--- SOURCE EXTRACT ---
>> start

I [am] the son of the wise; suggesting that wisdom was natural and hereditary to him; though this may not merely respect his immediate ancestors, but remote ones, as Menes or Mizraim, the first king of Egypt, to whom is attributed the invention of arts and sciences; and his son Thoth, the same with Hermes, the Mercury of the Egyptians. The Septuagint, Syriac, and Arabic versions, make these words to be spoken by the wise counsellors of themselves, “we are the sons of wise men”, and so the next clause; likewise Aben Ezra and Jarchi, also the Targum:

the son of ancient kings? according to these, it is spoken to Pharaoh thus, “and thou the son of kings of old”; of Ham, Mizraim, Thoth, &c.; the Egyptians boasted much of the antiquity of their kingdom and kings; and they say, from their first king Menes, to Sethon the priest of Vulcan, who lived about the time of this prophecy, were three hundred and forty one generations or ages of men, in which were as many kings and priests; and three hundred generations are equal to ten thousand years {s}; and so many years, and more, their kings had reigned down to the prophet’s time; which was all vain boasting, there being no manner of foundation for it. Vitringa renders it the son of ancient counsellors; this, as the former, being spoken by the counsellors, not of Pharaoh, but themselves.

{q} Herodot. l. 2. c. 166. Plin. l. 5. c. 9. Ptolem. Geogr. l. 4. c. 5. {r} Ptolem. ib. Plin. l. 5. c. 10. {s} Herodot. l. 2. c. 142.

Isaiah 19:12

Ver. 12. Where [are] they? where [are] thy wise [men]?… The magicians and soothsayers, the diviners and astrologers, who pretended, by their magic art and skill in judicial astrology, to foretell things to come: this is an address to the king of Egypt, who had such persons about him, and encouraged them, by consulting them on occasion, and rewarding them:

and let them tell thee now, and let them know what the Lord of hosts hath purposed upon Egypt; or, “against it”; let them tell, if they can, and make known unto thee the purposes of God’s heart, the things he has resolved upon, even the calamities and punishments he will shortly inflict upon the Egyptians, of which he has given notice by his prophets.

>> end

Entries for pointing and labeling:
>> start

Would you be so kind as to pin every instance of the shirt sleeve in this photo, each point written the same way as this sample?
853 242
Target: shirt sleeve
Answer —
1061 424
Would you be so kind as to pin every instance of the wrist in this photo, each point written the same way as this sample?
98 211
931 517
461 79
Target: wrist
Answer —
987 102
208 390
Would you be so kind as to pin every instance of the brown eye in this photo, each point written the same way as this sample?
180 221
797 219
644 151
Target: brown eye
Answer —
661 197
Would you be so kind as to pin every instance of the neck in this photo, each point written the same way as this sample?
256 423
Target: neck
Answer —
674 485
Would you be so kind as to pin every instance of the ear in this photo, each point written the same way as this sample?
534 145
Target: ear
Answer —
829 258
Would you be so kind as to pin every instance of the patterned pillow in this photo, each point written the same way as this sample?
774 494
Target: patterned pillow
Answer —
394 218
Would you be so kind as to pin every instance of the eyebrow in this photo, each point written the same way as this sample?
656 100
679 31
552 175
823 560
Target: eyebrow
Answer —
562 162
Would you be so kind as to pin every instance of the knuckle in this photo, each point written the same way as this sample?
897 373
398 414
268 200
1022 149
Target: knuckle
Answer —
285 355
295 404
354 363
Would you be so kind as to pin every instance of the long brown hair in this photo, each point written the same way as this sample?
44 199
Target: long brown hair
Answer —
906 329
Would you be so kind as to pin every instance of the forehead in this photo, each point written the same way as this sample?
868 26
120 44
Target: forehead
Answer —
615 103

>> end

--- TASKS TO CARRY OUT ---
(A) Reproduce the commentary on Isaiah word for word, between "and let them tell" and "by his prophets.", inclusive.
(B) Report each line of the records that contains the string "sleeve", treating uppercase and lowercase as different.

--- ANSWERS GIVEN ---
(A)
and let them tell thee now, and let them know what the Lord of hosts hath purposed upon Egypt; or, “against it”; let them tell, if they can, and make known unto thee the purposes of God’s heart, the things he has resolved upon, even the calamities and punishments he will shortly inflict upon the Egyptians, of which he has given notice by his prophets.

(B)
Would you be so kind as to pin every instance of the shirt sleeve in this photo, each point written the same way as this sample?
Target: shirt sleeve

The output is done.